> _作業内容_:
**1)** 出エジプト記40章についての文章から、「前章の後半には、主の命令どお」から「ということばから明らかです。」までの部分を、両端を含めて一字一句そのまま書き写してください。
**2)** 出エジプト記40章についての文章の最後の文に続けて、その先を書き進めてください。

> _文書の抜粋_:
2024年06月03日 | 出エジプト記

出エジプト記 40章1−15節

 日曜日は久しぶりに雨が降らない一日だったように思いました。礼拝を終え、バス停まで来るとちょうどのタイミングでバスがやって来ました。2系統のバスに乗れるのですが、日曜日は本数が少ないのでおおむね15分おきの運行です。

 ここには、主が命じられたとおりに造られた幕屋と庭が設営される様子が描かれています。1節の「第一の月の一日」とは、イスラエルの民がエジプトを出た翌年の第一の月のことです。彼らは第一の月の十四日にエジプトを出ました。ですから、幕屋が設営されたのはほぼ一年後のことです。

 幕屋とそこに置く備品類が製作される際にも、手順というかプロセスは大切です。順序を間違えると組み立てることができなかったり、十分な強度を保つことができなかったりします。幕屋の設営にも順序が大切だというのは言うまでもありません。

 前章の後半には、主の命令どおりに造られた一つ一つのものがモーセのところに運ばれて来たとありました。彼らはそれらを慎重に運んだことでしょう。そして、喜びをもって運んだことでしょう。それらはすべてが主の御旨にかなうものだったというのは、39章43節の「モーセは彼らを祝福した」ということばから明らかです。

 設営においても、彼らは主の命令どおりに行います。一つ一つのものが置かれるべきところに置かれなければ用をなすことはできないからです。

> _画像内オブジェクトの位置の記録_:
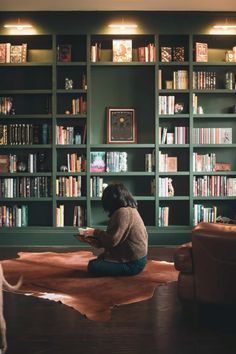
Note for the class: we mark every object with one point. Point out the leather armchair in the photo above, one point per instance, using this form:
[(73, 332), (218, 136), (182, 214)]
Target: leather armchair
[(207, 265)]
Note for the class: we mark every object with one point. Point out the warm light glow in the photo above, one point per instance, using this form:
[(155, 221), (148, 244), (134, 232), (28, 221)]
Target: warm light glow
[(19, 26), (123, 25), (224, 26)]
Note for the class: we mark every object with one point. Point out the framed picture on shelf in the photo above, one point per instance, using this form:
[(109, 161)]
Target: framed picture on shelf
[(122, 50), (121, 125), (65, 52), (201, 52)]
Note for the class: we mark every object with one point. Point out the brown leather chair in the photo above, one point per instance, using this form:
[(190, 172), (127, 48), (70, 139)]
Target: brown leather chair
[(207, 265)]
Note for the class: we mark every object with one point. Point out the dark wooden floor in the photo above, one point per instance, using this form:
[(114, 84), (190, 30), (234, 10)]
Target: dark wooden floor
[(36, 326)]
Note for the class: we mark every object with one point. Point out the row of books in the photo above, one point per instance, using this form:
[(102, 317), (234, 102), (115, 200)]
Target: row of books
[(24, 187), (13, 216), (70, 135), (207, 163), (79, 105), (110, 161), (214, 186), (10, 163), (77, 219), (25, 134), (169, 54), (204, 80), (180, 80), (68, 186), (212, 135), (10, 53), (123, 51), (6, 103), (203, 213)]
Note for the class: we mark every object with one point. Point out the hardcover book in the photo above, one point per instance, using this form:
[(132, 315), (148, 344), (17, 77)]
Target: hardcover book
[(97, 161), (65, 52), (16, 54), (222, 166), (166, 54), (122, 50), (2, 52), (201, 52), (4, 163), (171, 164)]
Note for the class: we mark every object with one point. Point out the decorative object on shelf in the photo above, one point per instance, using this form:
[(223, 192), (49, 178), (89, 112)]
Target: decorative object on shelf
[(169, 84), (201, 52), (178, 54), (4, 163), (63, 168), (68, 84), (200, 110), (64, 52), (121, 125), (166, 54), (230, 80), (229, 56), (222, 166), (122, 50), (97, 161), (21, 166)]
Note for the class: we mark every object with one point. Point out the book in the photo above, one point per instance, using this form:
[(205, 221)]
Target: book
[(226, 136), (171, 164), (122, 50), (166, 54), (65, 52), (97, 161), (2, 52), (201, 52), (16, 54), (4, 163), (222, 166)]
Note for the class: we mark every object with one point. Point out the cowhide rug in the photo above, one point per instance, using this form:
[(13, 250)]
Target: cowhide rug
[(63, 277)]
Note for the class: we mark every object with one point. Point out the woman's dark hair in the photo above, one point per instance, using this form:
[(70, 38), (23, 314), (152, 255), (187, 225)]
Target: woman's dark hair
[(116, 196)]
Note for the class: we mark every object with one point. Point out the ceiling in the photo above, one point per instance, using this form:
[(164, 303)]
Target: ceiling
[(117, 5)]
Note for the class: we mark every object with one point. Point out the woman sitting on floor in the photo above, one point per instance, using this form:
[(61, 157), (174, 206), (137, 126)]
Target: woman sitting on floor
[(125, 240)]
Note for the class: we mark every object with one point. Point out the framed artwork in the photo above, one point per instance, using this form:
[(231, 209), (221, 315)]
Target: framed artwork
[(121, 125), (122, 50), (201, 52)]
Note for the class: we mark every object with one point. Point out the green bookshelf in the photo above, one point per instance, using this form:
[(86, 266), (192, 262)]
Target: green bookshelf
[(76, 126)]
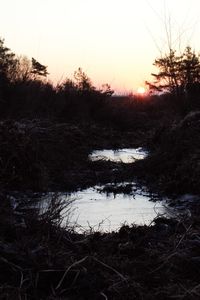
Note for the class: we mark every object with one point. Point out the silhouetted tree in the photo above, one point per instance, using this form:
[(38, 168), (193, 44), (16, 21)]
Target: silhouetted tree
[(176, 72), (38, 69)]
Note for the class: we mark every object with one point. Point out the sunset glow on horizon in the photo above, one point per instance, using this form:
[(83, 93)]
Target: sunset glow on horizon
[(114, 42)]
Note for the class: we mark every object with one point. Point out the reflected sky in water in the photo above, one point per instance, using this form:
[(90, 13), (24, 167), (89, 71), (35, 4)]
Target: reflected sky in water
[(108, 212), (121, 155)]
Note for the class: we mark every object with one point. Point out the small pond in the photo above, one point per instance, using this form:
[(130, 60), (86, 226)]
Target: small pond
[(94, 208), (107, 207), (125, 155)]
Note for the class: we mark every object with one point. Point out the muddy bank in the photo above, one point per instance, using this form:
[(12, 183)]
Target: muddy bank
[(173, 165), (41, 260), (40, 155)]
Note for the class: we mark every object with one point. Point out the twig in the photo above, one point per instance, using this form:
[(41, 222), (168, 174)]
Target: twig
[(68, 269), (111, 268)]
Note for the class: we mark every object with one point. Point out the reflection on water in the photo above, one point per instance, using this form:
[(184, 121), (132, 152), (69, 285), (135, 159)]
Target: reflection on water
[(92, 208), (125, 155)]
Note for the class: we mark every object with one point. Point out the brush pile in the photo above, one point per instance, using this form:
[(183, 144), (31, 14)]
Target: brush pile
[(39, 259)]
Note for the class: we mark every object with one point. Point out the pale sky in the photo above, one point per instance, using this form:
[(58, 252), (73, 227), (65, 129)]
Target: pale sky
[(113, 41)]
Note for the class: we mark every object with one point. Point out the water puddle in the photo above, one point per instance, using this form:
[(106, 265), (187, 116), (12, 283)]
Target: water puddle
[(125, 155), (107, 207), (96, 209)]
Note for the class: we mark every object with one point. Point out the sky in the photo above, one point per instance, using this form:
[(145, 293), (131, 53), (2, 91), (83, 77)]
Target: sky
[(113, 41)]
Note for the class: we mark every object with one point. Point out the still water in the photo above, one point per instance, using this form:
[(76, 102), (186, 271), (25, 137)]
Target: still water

> _結果一覧_:
**1)**
前章の後半には、主の命令どおりに造られた一つ一つのものがモーセのところに運ばれて来たとありました。彼らはそれらを慎重に運んだことでしょう。そして、喜びをもって運んだことでしょう。それらはすべてが主の御旨にかなうものだったというのは、39章43節の「モーセは彼らを祝福した」ということばから明らかです。

**2)**
 さらに、あるべきところに置かれたからといって、それで完了ではありません。主の会見の天幕でのみ用いられるものなのですから、聖別されなければなりません。

 ここを読んで、弟子たちのためのイエスの祈りの一言を思いました。「真理によって彼らを聖別してください。あなたのみことばは真理です。」(ヨハネ17章17節)

 自分は主のご用のためにもっぱら用いられているだろうかとの問いが、心に浮かびます。


神と人とを結ぶ務め

2024年06月01日 | 出エジプト記

出エジプト記 39章1−21節

 6月を迎えました。昨日はドレスデン、スイス、そしてフランクフルトを結んでのオンライン聖書の時間。「神の自己紹介」というテーマで詩篇を一緒に味わうことができました。何度読んでも、いつも感動が与えられるのは不思議な喜びです。

 読み進めてきた出エジプト記も、あと数回を残すのみとなりました。「みことばの光」でまた本書を読むのは5年後のこと。その時自分は何をしているのだろうかとふと立ち止まって考えています。

 39章前半には、大祭司の式服が作り上げられていく様子が描かれています。本書では31章、35章にすでに大祭司、祭司の装束を作るという記事がありますので、三度目です。重複する記述なので、読み飛ばしたくなると思うのですが早まるのはちょっと…。三度書かれている理由があります。

 31章では主がモーセに命じられたことばとして取り上げられていて、簡潔な命令です。35章では、モーセが人々に大祭司と祭司の装束を作成するよう、詳細に人々に命じています。そしてここでは、人々が主の、モーセの命令どおりに式服を作り上げていったことが描かれているのです。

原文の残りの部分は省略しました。